Records for this task
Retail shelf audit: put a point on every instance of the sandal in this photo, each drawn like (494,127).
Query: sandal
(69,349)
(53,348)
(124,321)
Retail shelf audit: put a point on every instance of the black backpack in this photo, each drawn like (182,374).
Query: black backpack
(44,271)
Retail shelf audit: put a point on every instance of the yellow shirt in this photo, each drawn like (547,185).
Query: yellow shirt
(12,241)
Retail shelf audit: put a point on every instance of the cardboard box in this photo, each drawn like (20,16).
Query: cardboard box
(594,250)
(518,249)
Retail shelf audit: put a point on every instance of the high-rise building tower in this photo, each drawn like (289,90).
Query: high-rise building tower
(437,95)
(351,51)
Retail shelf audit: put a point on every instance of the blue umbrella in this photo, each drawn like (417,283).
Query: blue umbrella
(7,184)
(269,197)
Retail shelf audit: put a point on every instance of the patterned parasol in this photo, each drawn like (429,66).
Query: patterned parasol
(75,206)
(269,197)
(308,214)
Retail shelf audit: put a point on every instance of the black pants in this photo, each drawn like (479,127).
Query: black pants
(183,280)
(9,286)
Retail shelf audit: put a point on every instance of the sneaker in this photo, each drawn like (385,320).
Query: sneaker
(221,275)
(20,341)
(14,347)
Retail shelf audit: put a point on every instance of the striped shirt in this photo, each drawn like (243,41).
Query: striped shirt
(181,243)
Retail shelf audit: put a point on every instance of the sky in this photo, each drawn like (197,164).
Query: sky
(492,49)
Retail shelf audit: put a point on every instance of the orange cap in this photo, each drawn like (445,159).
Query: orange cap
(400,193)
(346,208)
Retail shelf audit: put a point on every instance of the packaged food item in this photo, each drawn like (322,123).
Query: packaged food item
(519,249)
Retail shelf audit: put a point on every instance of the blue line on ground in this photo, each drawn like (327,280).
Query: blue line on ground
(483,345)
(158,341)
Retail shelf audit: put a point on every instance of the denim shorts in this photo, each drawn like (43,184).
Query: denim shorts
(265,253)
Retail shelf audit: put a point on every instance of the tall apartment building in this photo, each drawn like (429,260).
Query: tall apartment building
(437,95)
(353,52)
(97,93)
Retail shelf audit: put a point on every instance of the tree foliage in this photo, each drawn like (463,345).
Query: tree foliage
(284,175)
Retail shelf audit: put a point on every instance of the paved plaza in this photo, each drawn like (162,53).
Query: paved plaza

Directions
The entries shown above should be copied out word for word.

Answer area
Retail shelf audit: put a point on every instance of the sandal in this photo, each drawn like (494,127).
Query: sandal
(69,349)
(53,348)
(124,321)
Retail shelf audit: put a point on every instance of the black backpack in this photo, each drawn like (182,374).
Query: black backpack
(44,271)
Retail shelf audit: put a point on every instance of the yellow shirt in this photo, each drawn like (547,185).
Query: yellow shirt
(12,241)
Retail shelf audit: put a point on every instance of the cardboard box in this photo, each drawn like (20,16).
Query: cardboard box
(594,250)
(518,249)
Retail shelf audit: put a point on every instance of the high-rise building tower in this photo, each drawn like (289,90).
Query: high-rise building tower
(437,95)
(351,51)
Retail shelf audit: put a point on every instance of the blue umbrella in this photo, each drawn like (417,283).
Query: blue umbrella
(7,184)
(269,197)
Retail shelf audit: put a point on every instance of the patterned parasol in this photo, each drawn like (429,66).
Query: patterned parasol
(75,206)
(269,197)
(308,214)
Retail shelf audit: put a point on every instance of the black pants in this photo, each drawn like (479,127).
Query: black pants
(183,280)
(9,286)
Retail shelf audit: put a point on every instance of the sneaker in this photo, each drawn like (385,320).
Query: sneaker
(221,275)
(20,341)
(14,347)
Retail shelf audit: put a point on every instance of the striped shirt in this photo, each drawn like (243,41).
Query: striped shirt
(181,243)
Retail shelf audit: put a point on every instance of the sky in this photo, each drawn like (197,164).
Query: sky
(492,49)
Retail shelf audit: put a point on every instance of the orange cap in this photo, each drawn like (445,159).
Query: orange cap
(400,193)
(346,208)
Retail shelf audit: put a point on every instance of the packaged food item in this photo, each drawn like (322,123).
Query: packaged food item
(519,249)
Retail shelf audit: put a point on every instance of the blue line on ground in this photo, each drawn like (327,280).
Query: blue line on ground
(483,345)
(158,341)
Retail shelf audit: put a point on every instance of the denim shorts in this photo, each drawn like (43,184).
Query: denim shorts
(265,253)
Retail shelf audit: put a point on every instance of the tall apartment building in this photo, each drawn like (429,260).
Query: tall apartment building
(437,95)
(353,52)
(97,93)
Retail shelf audit: put a point on every instance of the tree foliage in this photo, each drawn like (463,345).
Query: tree foliage
(284,175)
Retail shelf audit: put a point on every instance of the paved plaza in this photo, each drawn like (162,53).
Query: paved plaza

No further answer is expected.